- [Document segment]
((

Addie Dawson gives a song-by-song overview of Tame Impala’s latest album “The Slow Rush.” (Graphic by Noah Hedges )
Addie Dawson gives a song-by-song overview of Tame Impala’s latest album “The Slow Rush.”

Graphic by Noah Hedges

“The Slow Rush” Is Finally Over

Tame Impala's Fourth Album is Broken Down, Analyzed for Portrayal of Artist's Life

February 28, 2020

The mind of Tame Impala’s genius, Australian artist Kevin Parker, released his fourth album “The Slow Rush” on Feb. 14, a highly anticipated album by fans everywhere. The album title itself expresses the purpose behind the album’s story and inspiration; the familiar human battle against time and the impact of memory. Given the groovy, upbeat tempo of Tame’s previous albums, “The Slow Rush and its mix of funky beats and haunting lulls are surprisingly chilling as Parker brings listeners on a trip through his recalling of memories while recognizing the present and looking toward the future. 

Parker creates an album that starts from the beginning of a story; a time in which he struggles to let go of the past and doubts that prevent him from living his life to the fullest. The tone in “One More Year,” the first song on the album,  is one of uncertainty and longing for a past with a person he cares for, Parker beginning to invite the feeling of freedom and lack of care in his actions.

“Instant Destiny” solidifies the careless attitude that Parker embraces toward his life, stating that he’s “about to do something crazy” in the first line of the song. The optimistic, breezy tone represents his anticipation for the next half of his life, now getting to share it with a life-long partner. 

The third song on the album titled “Borderline” acts as the chapter after the decision of recklessness. For instance, the first few lines of the song state that Parker has “gone a little far this time with something [in his life],” questioning, like anyone would do, what he has gotten himself into in terms of marriage and the commitment of that matrimony. He asks himself, “will I be known and loved?” a common question among us all, especially pertaining to the future of one’s life. 

The next song on the album, “Posthumous Forgiveness” addresses Parker’s past demons, hinting that his father is the focus of the words by stating, “There was time to recover/ One-on-one with each other/ Just a boy and a father/ What I’d give for another.” Parker lets out his anger toward his late father and his lack of apologetic empathy for his wrongdoings during Parker’s upbringing. By the end of the song, he reminisces on the things that he wishes he would have shared with his father, like having “Mick Jagger on the phone,” playing his music for his father and “[hearing his] voice sing along.” 

The next song sounds like Parker is defending his growth and individuality toward one who might’ve questioned his relapse of regret in the last song. He holds his ground on the question whether he can “hold his own” by simply repeating, “believe me, I can, believe me, I can.” He uses a groovy 70s beat to express his readiness to move on from the past and let loose again in life. In the last few lines, Parker addresses his significant other and prompts her to “breathe a little deeper” while they brace for life’s heavy impact. 

“Tomorrow’s Dust” allows Parker’s poetic talents to be showcased, the lyrics of the soft song flow through relatable doubts of the mind and regretful self-reflection of past actions. The song takes a step back in the process of moving on from the past, Parker repeating that “in the air of today is tomorrow’s dust” and expressing fears of making the same mistakes in his life.

))

- [Data supplied]
((

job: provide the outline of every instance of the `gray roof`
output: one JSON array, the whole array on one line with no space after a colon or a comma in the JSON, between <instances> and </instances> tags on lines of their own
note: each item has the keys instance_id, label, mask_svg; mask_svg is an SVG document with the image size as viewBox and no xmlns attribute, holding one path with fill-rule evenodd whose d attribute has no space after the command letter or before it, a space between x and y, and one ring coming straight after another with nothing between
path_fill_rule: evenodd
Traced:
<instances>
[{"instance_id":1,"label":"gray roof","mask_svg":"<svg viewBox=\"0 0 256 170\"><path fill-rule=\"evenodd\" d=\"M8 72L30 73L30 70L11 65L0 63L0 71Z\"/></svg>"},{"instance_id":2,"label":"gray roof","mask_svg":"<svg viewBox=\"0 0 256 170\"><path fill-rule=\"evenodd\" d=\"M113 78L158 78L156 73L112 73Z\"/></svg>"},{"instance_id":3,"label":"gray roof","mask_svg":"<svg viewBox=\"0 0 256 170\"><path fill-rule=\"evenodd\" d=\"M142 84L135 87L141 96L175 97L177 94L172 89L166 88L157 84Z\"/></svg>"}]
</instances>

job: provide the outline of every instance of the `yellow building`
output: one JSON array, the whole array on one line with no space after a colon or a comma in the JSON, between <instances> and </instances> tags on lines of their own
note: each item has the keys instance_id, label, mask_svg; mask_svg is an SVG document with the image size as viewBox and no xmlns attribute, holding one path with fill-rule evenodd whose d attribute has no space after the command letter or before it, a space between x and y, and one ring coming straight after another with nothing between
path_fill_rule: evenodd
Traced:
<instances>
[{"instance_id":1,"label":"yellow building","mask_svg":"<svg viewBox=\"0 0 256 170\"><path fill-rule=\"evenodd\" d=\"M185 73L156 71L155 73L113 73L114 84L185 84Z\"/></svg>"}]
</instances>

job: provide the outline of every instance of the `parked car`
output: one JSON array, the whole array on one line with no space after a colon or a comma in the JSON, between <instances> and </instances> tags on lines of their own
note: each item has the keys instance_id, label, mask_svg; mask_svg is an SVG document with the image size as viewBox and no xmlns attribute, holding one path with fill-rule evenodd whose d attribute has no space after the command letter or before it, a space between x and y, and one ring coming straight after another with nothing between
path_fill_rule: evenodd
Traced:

))

- [Task set]
1) According to the album review, on what date was "The Slow Rush" released?
2) Reproduce the passage of the album review starting at "February 28, 2020" and ending at "toward the future.".
3) Proceed with the album review of "The Slow Rush" from the point at which it stops.
The listing is separate material and has no connection to the album review.

- [Answers given]
1) Feb. 14

2)
February 28, 2020

The mind of Tame Impala’s genius, Australian artist Kevin Parker, released his fourth album “The Slow Rush” on Feb. 14, a highly anticipated album by fans everywhere. The album title itself expresses the purpose behind the album’s story and inspiration; the familiar human battle against time and the impact of memory. Given the groovy, upbeat tempo of Tame’s previous albums, “The Slow Rush and its mix of funky beats and haunting lulls are surprisingly chilling as Parker brings listeners on a trip through his recalling of memories while recognizing the present and looking toward the future.

3)
The next song, “On Track” continues the chronological order in which the songs are listed and completely rebuttals the previous song’s regretful tone. Parker picks up the beat in this song, representing his change of attitude toward his situation, stating that he’s “still on track,” despite the mental setback portrayed in the previous song. 

The story of Parker’s breakthrough continues in the next song titled “Lost in Yesterday,” one of the pre-released tracks. He uses multiple rhetorical questions in the break of this song, asking himself things like “so what was I ever afraid of?” and “why did I worry?” in order to create distance from the past as it pertains to the future. The lighthearted tone calls out those fears of the past, demanding listeners who are visited by past regrets to “embrace them” and “erase them.” 

“Is It True” introduces the inevitable wave of doubt that associates itself with love and commitment, emotions felt by Parker in his life and inspirations for this album. He tells about a moment when he confesses his care for his lover and the questioning of sincerity of it by her. During this moment, he contemplates the feeling he holds for her and attempts to separate love from lust. Parker suggests his struggle with the expression of emotion toward his significant other, and by the end of the song settles upon the fact that there is time to discover if love is what is being felt.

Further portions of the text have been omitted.